_Supplied text:_
● ● ● ● ● ● ●

W3C home > Mailing lists > Public > www-font@w3.org > January to March 1998

RE: Public Domain Fonts for the Web

From: Bill Hill <billhill@microsoft.com>
Date: Wed, 25 Feb 1998 09:30:14 -0800
Message-ID: <C35556591D34D111BB5600805F1961B904867EDB@red-msg-47.dns.microsoft.com>
To: "'mike@jmaca.com'" <mike@jmaca.com>, www-font@w3.org
I've been following this thread but waited until the rhetoric had died down.

Microsoft saw the need for a standard set of fonts for the screen three
years ago. We commissioned Matthew Carter to produce two families of type
from scratch, designed for reading large amounts of text on the screen. We
had them hinted by Tom Rickner at Monotype. Those in the industry will
recognize those names right away. To those not familiar with the type
industry I'll just say that they would figure in anyone's list of the top
people in the world. Verdana and Georgia are superb fonts.

To those, we added a number of others, including faces designed and hinted
by Vincent Connare, one of our in-house typographers here at Microsoft who
is up there with the best of them, and has the unique skill of being able to
do both design and hinting at the highest standard.

We put all the fonts into a Webfonts pack, which is available for free
download from our Website at:


It also includes a sample font from Monotype.

There are also a few utilities and tools, including professional font
development and testing tools, a tool to allow you to embed fonts in Web
pages, etc.

A couple of points.

● ● ● ● ● ● ●

_Material shown:_
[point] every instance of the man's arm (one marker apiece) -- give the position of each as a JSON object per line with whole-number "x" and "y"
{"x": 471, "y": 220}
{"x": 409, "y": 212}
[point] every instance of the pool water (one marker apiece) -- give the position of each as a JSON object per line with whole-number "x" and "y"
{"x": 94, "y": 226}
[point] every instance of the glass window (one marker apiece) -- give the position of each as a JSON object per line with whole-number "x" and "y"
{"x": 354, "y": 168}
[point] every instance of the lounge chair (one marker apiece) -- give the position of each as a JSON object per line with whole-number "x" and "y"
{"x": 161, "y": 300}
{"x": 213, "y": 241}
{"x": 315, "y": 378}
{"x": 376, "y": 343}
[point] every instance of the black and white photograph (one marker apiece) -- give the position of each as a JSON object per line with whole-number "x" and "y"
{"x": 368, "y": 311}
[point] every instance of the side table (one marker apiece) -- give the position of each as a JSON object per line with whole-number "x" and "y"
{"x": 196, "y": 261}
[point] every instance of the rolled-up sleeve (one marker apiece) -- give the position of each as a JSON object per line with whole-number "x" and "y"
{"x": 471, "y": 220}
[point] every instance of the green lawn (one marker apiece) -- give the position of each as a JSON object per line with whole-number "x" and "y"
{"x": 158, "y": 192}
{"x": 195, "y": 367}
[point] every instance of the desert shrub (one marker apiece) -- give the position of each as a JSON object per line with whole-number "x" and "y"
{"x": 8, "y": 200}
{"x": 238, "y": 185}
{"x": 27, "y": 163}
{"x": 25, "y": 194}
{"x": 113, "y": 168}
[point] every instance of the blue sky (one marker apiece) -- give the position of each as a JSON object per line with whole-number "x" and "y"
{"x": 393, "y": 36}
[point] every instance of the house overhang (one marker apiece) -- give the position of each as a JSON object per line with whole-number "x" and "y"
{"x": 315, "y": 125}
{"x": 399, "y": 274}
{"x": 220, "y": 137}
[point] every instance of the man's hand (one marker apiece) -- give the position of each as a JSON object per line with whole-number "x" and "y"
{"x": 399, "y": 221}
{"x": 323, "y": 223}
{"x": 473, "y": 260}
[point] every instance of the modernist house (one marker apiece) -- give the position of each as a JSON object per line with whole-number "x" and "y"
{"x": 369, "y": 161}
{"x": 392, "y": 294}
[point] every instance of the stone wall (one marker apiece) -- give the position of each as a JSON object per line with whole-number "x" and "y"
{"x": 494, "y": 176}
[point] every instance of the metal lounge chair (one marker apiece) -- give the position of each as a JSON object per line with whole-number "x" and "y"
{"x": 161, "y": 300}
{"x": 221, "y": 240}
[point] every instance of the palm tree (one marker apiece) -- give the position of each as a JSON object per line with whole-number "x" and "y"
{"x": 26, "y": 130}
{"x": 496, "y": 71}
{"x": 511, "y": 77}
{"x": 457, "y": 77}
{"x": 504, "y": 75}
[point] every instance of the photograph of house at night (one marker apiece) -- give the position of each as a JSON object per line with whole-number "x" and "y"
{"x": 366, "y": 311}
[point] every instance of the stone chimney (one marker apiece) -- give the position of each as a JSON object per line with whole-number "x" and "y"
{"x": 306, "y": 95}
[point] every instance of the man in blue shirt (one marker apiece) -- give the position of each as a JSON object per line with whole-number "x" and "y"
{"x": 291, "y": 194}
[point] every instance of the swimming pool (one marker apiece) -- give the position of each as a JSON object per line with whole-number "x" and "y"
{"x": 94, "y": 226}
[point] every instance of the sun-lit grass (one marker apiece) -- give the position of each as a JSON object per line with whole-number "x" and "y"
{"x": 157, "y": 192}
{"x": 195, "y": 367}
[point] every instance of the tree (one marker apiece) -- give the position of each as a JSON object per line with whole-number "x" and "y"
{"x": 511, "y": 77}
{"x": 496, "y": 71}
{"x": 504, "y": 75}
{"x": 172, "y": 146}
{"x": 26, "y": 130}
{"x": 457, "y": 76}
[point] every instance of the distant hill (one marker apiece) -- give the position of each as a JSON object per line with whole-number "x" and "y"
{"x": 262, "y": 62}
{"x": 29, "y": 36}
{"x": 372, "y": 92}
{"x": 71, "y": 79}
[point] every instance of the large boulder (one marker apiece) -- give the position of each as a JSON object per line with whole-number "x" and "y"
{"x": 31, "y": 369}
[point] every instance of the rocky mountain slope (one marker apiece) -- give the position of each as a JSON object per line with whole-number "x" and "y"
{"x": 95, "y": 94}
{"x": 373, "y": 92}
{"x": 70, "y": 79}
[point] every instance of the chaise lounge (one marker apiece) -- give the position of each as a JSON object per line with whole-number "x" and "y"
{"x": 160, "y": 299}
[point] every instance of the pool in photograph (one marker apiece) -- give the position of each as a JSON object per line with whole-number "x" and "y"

● ● ● ● ● ● ●

_Challenges:_
1. In the listing, rewrite the lines from the one holding "[point] every instance of the rocky" through the end of the listing, inclusive, swapping "chaise lounge" for "deck chair" and leaving everything else untouched.
2. Carry on the font message from the point where it stops.
The font message and the listing were taken from unrelated sources.

_Expected answers:_
1.
[point] every instance of the rocky mountain slope (one marker apiece) -- give the position of each as a JSON object per line with whole-number "x" and "y"
{"x": 95, "y": 94}
{"x": 373, "y": 92}
{"x": 70, "y": 79}
[point] every instance of the deck chair (one marker apiece) -- give the position of each as a JSON object per line with whole-number "x" and "y"
{"x": 160, "y": 299}
[point] every instance of the pool in photograph (one marker apiece) -- give the position of each as a JSON object per line with whole-number "x" and "y"

2.
These fonts are available in both Windows and Macintosh versions on our
site. No, there is no Unix version yet, but I wouldn't be surprised if we
get asked to make one soon, given that MS has now released Internet Explorer
for Solaris.

No, you can't ship these fonts with a commercial product. We spent a huge
amount of time and money making them, because we see they add tremendous
value not just to our products, but to the Internet in general. Of course,
they work no matter what browser you're using. And although you can't ship
them, you can point your customers to them. But they won't ever be

Another reason for not allowing them to be shipped with commercial products
is that we are continually upgrading these fonts, adding larger character
sets (for example the WGL4 character set which has roughly 654 characters,
including Cyrillic Russian, Greek and Turkish). And fixing any bugs we find.
Keeping them in a single repository like that means we don't have to worry
about upgrading all the different versions which would otherwise be out
there, versioning issues, and so on.

Contrary to your mail, we do believe we gain by releasing a common set of

Point of information. OpenType is a joint Microsoft-Adobe initiative which
is absolutely aimed at what you want; a universal font format which means a
single binary font file works on either Macintosh or Windows. Again, Unix is
another issue we haven't yet dealt with, but the goal is one font which
works anywhere.

Last point. We thought very hard about the effect on the font industry of
creating some of the best fonts in the world and giving them away. The
industry (which as you now know is made up mainly of lots of smaller
companies) has to be able to make a living from what it does. It's in
no-one's interest to undermine that. So while we recognized the need for a
base set of fonts, we didn't want to make it too big. We wanted to
jump-start what we hope will be a new source of revenue for the industry;
making fonts for people using the Web, and corporate intranets.

Many of these folks struggle to make a living from what they do. It's
especially hard because even users who would not dream of using an
application without buying a copy don't seem to have the same inhibitions
when it comes to copying fonts.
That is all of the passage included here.